Exercise brief: The data below should be restated word for word, pictures omitted.

Listed entries:

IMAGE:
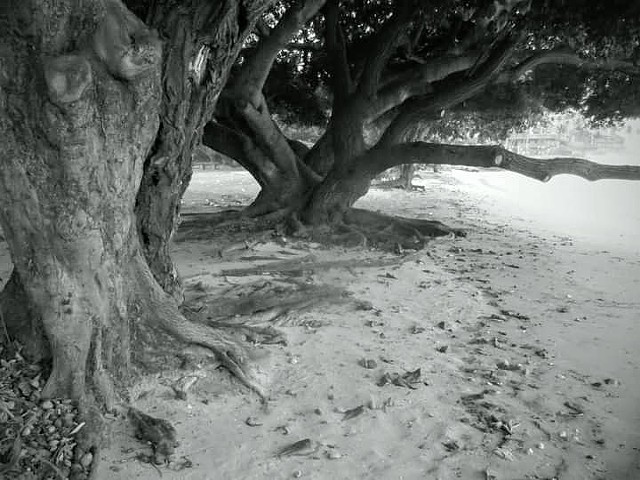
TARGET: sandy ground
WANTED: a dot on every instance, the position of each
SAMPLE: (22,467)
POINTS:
(525,333)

Reply:
IMAGE:
TARGET: sandy ground
WANTED: a dot on every instance, the position of each
SAMPLE: (22,467)
POINTS:
(525,333)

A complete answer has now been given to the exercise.